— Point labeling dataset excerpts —
## Start

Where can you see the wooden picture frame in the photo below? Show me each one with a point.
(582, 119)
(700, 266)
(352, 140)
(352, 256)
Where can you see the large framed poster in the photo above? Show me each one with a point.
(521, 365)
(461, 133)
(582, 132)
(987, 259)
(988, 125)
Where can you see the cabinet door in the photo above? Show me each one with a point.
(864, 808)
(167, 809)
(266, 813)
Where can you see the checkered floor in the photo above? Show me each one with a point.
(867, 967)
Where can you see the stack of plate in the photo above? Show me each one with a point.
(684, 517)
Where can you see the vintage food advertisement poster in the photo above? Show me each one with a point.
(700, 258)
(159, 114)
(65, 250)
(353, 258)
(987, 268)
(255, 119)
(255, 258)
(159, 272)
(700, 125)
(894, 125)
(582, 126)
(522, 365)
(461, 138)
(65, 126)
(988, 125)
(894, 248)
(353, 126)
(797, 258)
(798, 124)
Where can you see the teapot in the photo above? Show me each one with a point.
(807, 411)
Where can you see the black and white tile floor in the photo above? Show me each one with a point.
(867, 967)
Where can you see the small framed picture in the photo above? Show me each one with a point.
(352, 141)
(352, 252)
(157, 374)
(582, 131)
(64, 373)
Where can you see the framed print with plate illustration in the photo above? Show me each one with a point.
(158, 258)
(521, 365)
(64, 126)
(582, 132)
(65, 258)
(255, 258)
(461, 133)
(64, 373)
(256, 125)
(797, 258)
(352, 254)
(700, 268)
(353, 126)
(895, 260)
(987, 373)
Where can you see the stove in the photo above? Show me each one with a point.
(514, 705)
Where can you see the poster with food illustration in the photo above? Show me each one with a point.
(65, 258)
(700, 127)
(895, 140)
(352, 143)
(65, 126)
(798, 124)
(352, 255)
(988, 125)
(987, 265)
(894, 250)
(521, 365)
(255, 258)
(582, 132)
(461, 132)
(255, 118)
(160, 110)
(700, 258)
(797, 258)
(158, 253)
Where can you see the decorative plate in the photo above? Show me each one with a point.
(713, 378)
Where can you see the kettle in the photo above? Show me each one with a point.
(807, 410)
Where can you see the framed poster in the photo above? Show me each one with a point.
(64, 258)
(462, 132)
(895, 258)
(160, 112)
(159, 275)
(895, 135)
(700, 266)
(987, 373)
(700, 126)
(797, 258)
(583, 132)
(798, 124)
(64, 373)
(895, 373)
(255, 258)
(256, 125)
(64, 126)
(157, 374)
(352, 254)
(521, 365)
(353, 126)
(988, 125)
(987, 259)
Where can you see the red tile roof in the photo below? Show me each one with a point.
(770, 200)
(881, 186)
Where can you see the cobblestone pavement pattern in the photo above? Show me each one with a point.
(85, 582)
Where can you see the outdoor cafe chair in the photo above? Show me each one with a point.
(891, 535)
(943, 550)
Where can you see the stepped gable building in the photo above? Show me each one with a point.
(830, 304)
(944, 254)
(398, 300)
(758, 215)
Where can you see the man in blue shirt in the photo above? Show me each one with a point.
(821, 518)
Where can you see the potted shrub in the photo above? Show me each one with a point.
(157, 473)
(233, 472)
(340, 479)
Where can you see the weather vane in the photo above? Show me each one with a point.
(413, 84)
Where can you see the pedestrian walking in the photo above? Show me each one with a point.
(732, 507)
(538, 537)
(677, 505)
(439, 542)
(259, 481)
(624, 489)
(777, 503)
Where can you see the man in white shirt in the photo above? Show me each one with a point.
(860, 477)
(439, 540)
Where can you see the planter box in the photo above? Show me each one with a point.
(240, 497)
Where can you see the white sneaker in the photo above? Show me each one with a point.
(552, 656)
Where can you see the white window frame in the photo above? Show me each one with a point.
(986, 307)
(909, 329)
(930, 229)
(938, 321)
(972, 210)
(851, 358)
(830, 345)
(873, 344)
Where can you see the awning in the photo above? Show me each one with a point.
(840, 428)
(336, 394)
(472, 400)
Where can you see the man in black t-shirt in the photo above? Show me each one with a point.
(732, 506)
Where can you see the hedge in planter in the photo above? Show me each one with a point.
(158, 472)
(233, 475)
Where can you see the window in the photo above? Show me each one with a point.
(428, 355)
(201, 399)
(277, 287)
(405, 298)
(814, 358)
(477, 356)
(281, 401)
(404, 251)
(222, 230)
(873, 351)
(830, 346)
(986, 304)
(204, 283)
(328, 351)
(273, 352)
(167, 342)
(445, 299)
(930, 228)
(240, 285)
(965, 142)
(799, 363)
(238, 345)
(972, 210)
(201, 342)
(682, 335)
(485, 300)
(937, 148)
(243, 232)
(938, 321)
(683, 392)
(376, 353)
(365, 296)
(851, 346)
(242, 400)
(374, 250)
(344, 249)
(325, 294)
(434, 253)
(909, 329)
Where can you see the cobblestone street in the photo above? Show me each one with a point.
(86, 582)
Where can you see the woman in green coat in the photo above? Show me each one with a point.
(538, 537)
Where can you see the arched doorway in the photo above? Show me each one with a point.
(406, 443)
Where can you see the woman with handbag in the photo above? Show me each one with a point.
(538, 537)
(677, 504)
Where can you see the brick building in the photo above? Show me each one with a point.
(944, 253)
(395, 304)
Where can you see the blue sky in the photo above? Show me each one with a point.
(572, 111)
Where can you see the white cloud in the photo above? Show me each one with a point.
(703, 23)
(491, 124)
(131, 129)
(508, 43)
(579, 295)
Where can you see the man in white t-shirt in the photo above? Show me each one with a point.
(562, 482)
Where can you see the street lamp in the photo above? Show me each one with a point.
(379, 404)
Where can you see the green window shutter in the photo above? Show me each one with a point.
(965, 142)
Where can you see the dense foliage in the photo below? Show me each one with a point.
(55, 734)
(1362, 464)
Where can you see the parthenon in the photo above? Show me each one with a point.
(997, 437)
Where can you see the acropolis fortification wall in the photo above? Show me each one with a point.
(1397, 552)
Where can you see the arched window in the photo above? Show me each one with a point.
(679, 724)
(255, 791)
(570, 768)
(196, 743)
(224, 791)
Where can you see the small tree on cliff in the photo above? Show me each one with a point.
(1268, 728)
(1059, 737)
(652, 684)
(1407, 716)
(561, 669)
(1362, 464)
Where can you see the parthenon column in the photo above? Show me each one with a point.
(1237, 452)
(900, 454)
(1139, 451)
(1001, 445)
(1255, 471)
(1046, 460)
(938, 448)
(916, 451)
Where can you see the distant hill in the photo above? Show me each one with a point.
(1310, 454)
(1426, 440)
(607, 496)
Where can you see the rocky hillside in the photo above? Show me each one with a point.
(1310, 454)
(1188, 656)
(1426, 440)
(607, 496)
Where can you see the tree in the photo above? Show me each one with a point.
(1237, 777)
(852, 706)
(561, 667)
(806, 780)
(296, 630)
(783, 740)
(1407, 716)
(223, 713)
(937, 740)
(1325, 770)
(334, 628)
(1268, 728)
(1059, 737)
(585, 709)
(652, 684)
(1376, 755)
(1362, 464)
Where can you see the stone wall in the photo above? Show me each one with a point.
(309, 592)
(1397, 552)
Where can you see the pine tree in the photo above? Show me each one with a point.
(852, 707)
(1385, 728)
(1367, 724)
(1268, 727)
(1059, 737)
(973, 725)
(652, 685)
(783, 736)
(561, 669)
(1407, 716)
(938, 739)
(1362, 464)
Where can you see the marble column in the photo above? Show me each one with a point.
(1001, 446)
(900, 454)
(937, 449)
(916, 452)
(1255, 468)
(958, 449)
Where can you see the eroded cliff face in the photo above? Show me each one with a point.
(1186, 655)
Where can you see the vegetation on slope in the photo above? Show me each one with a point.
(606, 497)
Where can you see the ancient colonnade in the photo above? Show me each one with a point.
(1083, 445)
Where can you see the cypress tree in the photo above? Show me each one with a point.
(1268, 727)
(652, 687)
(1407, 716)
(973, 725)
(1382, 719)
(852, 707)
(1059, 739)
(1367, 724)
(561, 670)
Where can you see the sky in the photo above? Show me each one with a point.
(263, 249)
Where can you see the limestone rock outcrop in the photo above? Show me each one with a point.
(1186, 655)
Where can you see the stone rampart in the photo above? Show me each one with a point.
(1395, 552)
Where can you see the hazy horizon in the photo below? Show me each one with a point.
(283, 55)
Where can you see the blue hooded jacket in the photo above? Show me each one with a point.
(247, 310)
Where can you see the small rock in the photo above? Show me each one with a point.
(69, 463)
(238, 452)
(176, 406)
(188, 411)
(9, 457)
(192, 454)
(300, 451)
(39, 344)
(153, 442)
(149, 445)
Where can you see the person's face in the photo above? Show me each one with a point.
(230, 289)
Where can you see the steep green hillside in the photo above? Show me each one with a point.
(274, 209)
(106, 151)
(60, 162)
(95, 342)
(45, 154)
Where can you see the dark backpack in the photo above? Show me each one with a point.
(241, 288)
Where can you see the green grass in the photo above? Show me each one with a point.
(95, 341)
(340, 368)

## End

— TASK TO CARRY OUT —
Write out, word for word, every line from the one containing "Where can you see the blue hooded" through the last line of the records above.

— EXPECTED ANSWER —
Where can you see the blue hooded jacket in the photo above? Show me each one with a point.
(247, 310)
Where can you see the small rock in the photo above? Show me each one with a point.
(69, 463)
(238, 452)
(176, 406)
(188, 411)
(9, 457)
(192, 454)
(300, 451)
(39, 344)
(153, 442)
(149, 445)
Where can you see the person's face in the photo above? Show me each one with a point.
(230, 289)
Where can you see the steep green hillside in the photo above? Show me each one with a point.
(274, 209)
(106, 151)
(60, 162)
(95, 342)
(45, 154)
Where can you see the dark backpack in the photo above? Show me each one with a point.
(241, 288)
Where can you see the green grass in the photo above? Show me each one with a point.
(95, 341)
(340, 368)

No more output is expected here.